* **Exercise instructions**
Change "steel support cable" to "suspension cable" in the items, starting with the line that contains "Reviewer check: make sure each instance of the urban" and going on through the end of the items. Give back only those lines, with everything else unchanged.

* **Stored records**
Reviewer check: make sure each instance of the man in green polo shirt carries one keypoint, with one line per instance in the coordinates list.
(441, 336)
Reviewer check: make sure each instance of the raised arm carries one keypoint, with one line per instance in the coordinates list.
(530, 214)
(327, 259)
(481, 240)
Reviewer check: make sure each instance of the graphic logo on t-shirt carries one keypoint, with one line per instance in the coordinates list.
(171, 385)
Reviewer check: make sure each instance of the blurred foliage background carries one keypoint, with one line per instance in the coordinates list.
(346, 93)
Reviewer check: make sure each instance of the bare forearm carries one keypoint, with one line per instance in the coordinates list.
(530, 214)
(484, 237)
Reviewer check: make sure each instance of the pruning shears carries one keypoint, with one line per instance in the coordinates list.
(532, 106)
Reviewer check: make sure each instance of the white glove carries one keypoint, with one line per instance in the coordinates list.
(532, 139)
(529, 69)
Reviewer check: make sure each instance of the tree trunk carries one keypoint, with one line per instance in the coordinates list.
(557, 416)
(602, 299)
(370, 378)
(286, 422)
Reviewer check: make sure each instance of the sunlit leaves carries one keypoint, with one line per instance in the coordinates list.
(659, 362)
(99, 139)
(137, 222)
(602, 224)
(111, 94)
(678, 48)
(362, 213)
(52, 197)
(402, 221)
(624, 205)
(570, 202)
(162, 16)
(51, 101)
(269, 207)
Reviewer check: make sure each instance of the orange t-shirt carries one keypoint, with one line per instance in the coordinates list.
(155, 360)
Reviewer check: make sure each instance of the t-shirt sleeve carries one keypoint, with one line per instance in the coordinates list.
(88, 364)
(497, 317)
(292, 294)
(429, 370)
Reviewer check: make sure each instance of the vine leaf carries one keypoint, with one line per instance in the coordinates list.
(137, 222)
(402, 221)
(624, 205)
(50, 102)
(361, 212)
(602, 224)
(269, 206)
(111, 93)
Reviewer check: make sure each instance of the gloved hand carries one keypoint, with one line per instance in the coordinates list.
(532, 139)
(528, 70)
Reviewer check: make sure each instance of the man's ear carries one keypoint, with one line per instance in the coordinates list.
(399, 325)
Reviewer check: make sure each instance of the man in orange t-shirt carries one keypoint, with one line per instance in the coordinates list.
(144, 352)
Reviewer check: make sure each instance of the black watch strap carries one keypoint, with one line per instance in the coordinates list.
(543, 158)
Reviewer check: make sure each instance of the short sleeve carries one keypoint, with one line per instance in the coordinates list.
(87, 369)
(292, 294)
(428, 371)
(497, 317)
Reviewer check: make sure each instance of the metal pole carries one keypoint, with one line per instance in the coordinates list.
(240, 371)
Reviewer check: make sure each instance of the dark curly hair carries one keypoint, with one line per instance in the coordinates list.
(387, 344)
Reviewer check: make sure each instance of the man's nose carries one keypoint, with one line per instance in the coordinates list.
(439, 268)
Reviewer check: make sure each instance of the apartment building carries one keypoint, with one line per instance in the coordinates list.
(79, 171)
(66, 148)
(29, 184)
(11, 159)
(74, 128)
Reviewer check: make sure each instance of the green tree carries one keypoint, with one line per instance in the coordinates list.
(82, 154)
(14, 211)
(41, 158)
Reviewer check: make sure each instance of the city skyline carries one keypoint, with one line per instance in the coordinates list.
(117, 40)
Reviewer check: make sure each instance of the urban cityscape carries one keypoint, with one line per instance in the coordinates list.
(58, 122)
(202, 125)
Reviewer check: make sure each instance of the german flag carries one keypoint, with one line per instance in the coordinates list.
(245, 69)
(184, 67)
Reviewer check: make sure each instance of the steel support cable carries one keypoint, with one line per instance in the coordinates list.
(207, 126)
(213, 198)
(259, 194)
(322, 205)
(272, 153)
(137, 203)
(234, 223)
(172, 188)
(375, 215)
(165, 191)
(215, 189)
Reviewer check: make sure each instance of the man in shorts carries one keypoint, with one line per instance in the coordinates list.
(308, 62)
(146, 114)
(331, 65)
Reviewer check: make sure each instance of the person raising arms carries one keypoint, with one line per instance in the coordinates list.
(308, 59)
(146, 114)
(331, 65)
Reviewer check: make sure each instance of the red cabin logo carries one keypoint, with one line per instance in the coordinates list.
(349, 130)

* **Solution for this exercise**
Reviewer check: make sure each instance of the urban cityscape carries one keypoint, with one line per instance in the coordinates list.
(58, 122)
(202, 125)
Reviewer check: make sure each instance of the german flag carries one keypoint, with one line per instance in the coordinates list.
(245, 69)
(184, 67)
Reviewer check: make sure each instance of the suspension cable carries one keypoint, with one line per instance in the coordinates list.
(207, 126)
(213, 198)
(259, 194)
(322, 205)
(272, 153)
(137, 203)
(234, 223)
(172, 188)
(375, 215)
(165, 191)
(215, 189)
Reviewer check: make sure each instance of the man in shorts carries one keypoint, with one line per instance in the coordinates list.
(308, 62)
(146, 114)
(331, 65)
Reviewer check: make sure each instance of the person raising arms carries one keypoint, with one line per instance in the coordinates list.
(308, 59)
(146, 114)
(331, 65)
Reviewer check: make sure each instance of the red cabin logo carries one keypoint, with one line per instance in the coordinates list.
(349, 130)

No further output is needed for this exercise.